In defense of geocentricism

During their lessons on science, school children are eventually taught about two models of our Solar System.

The geocentric model, they are taught, was devised by the silly, irrational people from our distant past. These ancient peoples thought that planets were “wandering” in the sky, or following complex epicycles. They were either too superstitious, or they simply lacked the imagination and intelligence, to understand that planetary motion was much simpler and more elegantly explained by a better model of the solar system.

The heliocentric model, children are taught, is what our solar system is Really Like. The planets have elliptical orbits around the Sun, which is a “star” and not a “planet”, and the Moon orbits the Earth, and is not a “planet”, but instead “a moon”. Only brave iconoclastic geniuses of the Renaissance were willing to stand up against the oppressive and irrational orthodoxy of their day, children are taught.

This is probably a fine story to teach children; the persecution of Galileo Galilei by the Church, for instance, is particularly informative. Every child should understand that people in power will inflict cruelty even (maybe even especially) when they’re clearly wrong.

+-------+

> _What you need to do_:
[A] Answer these about the passage on the two solar system models:
(i) What did the ancient peoples think planets were doing in the sky?
(ii) What shape are the planets' orbits around the Sun in the heliocentric model?
(iii) Whose persecution, and by whom, does the passage call particularly informative?
[B] Write out the passage on the two solar system models word for word, starting with "During their lessons" and going on through "the solar system.".
You won't need the items that follow for anything here.

> _Record extracts_:

+-------+

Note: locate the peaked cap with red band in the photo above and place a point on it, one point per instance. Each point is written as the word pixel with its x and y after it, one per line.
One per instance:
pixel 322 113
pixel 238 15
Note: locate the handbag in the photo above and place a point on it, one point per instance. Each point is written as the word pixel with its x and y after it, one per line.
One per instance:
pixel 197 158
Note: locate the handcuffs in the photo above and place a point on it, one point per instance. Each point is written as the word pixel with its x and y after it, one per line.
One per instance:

+-------+

> _Solutions to the exercise_:
[A]
(i) They thought planets were "wandering" in the sky, or following complex epicycles.
(ii) Elliptical.
(iii) The persecution of Galileo Galilei by the Church.

[B]
During their lessons on science, school children are eventually taught about two models of our Solar System.

The geocentric model, they are taught, was devised by the silly, irrational people from our distant past. These ancient peoples thought that planets were “wandering” in the sky, or following complex epicycles. They were either too superstitious, or they simply lacked the imagination and intelligence, to understand that planetary motion was much simpler and more elegantly explained by a better model of the solar system.